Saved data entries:
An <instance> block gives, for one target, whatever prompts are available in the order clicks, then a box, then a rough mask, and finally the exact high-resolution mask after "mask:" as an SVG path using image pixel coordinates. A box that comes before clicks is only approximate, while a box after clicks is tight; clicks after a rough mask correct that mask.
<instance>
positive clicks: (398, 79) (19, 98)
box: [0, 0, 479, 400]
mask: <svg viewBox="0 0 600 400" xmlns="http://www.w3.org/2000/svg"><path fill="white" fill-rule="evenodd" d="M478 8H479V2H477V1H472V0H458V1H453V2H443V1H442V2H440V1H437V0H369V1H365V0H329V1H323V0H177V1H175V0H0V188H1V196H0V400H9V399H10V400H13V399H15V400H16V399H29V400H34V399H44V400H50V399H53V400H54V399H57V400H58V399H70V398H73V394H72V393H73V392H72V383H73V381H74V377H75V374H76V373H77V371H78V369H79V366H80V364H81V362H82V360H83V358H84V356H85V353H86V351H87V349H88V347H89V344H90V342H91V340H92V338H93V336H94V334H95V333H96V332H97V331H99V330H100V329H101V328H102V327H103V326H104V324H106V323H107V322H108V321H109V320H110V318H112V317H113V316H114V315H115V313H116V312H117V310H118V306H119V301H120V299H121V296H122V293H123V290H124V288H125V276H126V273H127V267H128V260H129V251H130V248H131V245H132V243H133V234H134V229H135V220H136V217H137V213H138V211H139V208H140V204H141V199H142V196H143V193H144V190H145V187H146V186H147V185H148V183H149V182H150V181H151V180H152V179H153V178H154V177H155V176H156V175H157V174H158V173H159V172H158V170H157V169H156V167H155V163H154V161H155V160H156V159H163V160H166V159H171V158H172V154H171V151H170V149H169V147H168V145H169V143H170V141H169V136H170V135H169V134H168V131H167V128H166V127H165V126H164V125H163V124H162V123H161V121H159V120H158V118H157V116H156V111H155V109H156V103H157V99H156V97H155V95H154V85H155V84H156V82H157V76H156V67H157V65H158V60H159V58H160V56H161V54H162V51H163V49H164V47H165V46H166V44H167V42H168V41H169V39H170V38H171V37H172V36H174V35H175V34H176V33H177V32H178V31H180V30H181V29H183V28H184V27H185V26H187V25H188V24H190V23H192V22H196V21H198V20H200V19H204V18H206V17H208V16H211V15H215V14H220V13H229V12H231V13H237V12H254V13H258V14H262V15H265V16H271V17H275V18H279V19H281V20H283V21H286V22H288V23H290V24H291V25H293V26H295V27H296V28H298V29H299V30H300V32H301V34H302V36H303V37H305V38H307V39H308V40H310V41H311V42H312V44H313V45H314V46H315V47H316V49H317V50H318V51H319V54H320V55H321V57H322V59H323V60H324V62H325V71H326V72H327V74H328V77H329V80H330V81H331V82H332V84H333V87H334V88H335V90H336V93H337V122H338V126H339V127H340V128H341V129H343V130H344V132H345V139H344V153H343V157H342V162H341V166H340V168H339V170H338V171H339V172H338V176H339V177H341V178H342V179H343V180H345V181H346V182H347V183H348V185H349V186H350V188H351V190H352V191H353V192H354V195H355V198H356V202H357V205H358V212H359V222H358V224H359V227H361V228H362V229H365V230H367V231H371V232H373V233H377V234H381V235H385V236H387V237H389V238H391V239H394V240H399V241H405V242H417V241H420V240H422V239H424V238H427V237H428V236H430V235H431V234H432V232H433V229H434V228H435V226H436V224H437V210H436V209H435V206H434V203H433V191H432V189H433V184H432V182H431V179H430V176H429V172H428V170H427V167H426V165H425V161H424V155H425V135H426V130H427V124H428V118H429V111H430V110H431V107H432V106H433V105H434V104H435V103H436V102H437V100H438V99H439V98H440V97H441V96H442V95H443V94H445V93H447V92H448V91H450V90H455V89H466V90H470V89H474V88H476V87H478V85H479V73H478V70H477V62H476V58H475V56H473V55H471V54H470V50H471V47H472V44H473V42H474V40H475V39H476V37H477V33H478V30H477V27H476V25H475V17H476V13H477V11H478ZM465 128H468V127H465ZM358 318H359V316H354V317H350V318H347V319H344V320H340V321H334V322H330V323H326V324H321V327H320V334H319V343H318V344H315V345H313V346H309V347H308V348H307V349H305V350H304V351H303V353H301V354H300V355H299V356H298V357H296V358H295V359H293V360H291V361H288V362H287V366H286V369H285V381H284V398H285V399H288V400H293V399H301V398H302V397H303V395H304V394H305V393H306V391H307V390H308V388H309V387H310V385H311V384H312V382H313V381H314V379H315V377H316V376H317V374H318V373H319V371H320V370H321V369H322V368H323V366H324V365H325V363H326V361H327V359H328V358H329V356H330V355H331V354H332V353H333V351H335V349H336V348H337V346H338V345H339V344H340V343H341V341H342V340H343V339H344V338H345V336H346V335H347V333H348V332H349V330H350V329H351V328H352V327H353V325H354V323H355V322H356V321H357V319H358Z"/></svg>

JOB ITEM
Can you duplicate every line of the entries above, keeping each one identical to the original?

THE ANSWER
An <instance> block gives, for one target, whatever prompts are available in the order clicks, then a box, then a rough mask, and finally the exact high-resolution mask after "mask:" as an SVG path using image pixel coordinates. A box that comes before clicks is only approximate, while a box after clicks is tight; clicks after a rough mask correct that mask.
<instance>
positive clicks: (398, 79) (19, 98)
box: [0, 0, 479, 400]
mask: <svg viewBox="0 0 600 400" xmlns="http://www.w3.org/2000/svg"><path fill="white" fill-rule="evenodd" d="M478 8H479V2H477V1H472V0H458V1H453V2H443V1H442V2H440V1H437V0H369V1H365V0H329V1H323V0H177V1H175V0H0V188H1V196H0V400H9V399H10V400H13V399H15V400H16V399H29V400H34V399H44V400H50V399H53V400H54V399H57V400H58V399H70V398H73V394H72V393H73V392H72V383H73V381H74V377H75V374H76V373H77V371H78V369H79V366H80V364H81V362H82V360H83V358H84V356H85V353H86V351H87V349H88V347H89V344H90V342H91V340H92V338H93V336H94V334H95V333H96V332H97V331H99V330H100V329H101V328H102V327H103V326H104V324H106V323H107V322H108V321H109V320H110V318H112V317H113V316H114V315H115V313H116V312H117V310H118V306H119V301H120V299H121V296H122V293H123V290H124V288H125V276H126V273H127V267H128V260H129V251H130V248H131V245H132V243H133V234H134V229H135V220H136V217H137V213H138V211H139V208H140V204H141V199H142V196H143V193H144V190H145V187H146V186H147V185H148V183H149V182H150V181H151V180H152V179H153V178H154V177H155V176H156V175H157V174H158V173H159V172H158V170H157V169H156V167H155V163H154V161H155V160H156V159H163V160H166V159H171V158H172V154H171V151H170V149H169V147H168V145H169V143H170V141H169V136H170V135H169V134H168V131H167V128H166V127H165V126H164V125H163V124H162V123H161V121H159V120H158V118H157V116H156V111H155V109H156V103H157V99H156V97H155V95H154V85H155V84H156V82H157V76H156V67H157V65H158V60H159V58H160V56H161V54H162V51H163V49H164V47H165V46H166V44H167V42H168V41H169V39H170V38H171V37H172V36H174V35H175V34H176V33H177V32H178V31H180V30H181V29H183V28H184V27H185V26H187V25H188V24H190V23H192V22H196V21H198V20H200V19H204V18H206V17H208V16H211V15H215V14H220V13H229V12H231V13H237V12H254V13H258V14H262V15H265V16H271V17H275V18H279V19H281V20H283V21H286V22H288V23H290V24H291V25H293V26H295V27H296V28H298V29H299V30H300V32H301V34H302V36H303V37H305V38H307V39H308V40H310V41H311V42H312V44H313V45H314V46H315V47H316V49H317V50H318V51H319V54H320V55H321V57H322V59H323V60H324V62H325V71H326V72H327V74H328V77H329V80H330V81H331V82H332V84H333V87H334V88H335V90H336V93H337V122H338V126H339V127H340V128H341V129H343V130H344V132H345V139H344V153H343V157H342V162H341V166H340V168H339V170H338V171H339V172H338V176H339V177H341V178H342V179H343V180H345V181H346V182H347V183H348V185H349V186H350V188H351V190H352V191H353V192H354V195H355V198H356V202H357V205H358V212H359V222H358V224H359V227H361V228H362V229H365V230H367V231H371V232H373V233H377V234H381V235H385V236H387V237H389V238H391V239H394V240H399V241H405V242H417V241H420V240H422V239H424V238H427V237H428V236H430V235H431V234H432V232H433V229H434V228H435V226H436V224H437V210H436V209H435V206H434V203H433V191H432V189H433V184H432V182H431V179H430V176H429V172H428V170H427V167H426V165H425V161H424V155H425V135H426V130H427V124H428V118H429V111H430V110H431V107H432V106H433V105H434V104H435V103H436V102H437V100H438V99H439V98H440V97H441V96H442V95H443V94H445V93H447V92H448V91H450V90H455V89H466V90H470V89H474V88H476V87H478V85H479V73H478V70H477V62H476V58H475V56H473V55H471V54H470V50H471V47H472V44H473V42H474V40H475V39H476V37H477V33H478V30H477V27H476V25H475V17H476V13H477V11H478ZM465 128H468V127H465ZM358 318H359V316H354V317H350V318H347V319H344V320H340V321H334V322H330V323H326V324H321V327H320V334H319V343H318V344H315V345H313V346H309V347H308V348H307V349H305V350H304V351H303V353H301V354H300V355H299V356H298V357H296V358H295V359H293V360H291V361H288V362H287V366H286V369H285V381H284V398H285V399H288V400H293V399H301V398H302V397H303V395H304V394H305V393H306V391H307V390H308V388H309V387H310V385H311V384H312V382H313V381H314V379H315V377H316V376H317V374H318V373H319V371H320V370H321V369H322V368H323V366H324V365H325V363H326V361H327V359H328V358H329V356H330V355H331V354H332V353H333V351H335V349H336V348H337V346H338V345H339V344H340V343H341V341H342V340H343V339H344V338H345V336H346V335H347V333H348V332H349V330H350V329H351V328H352V327H353V325H354V323H355V322H356V321H357V319H358Z"/></svg>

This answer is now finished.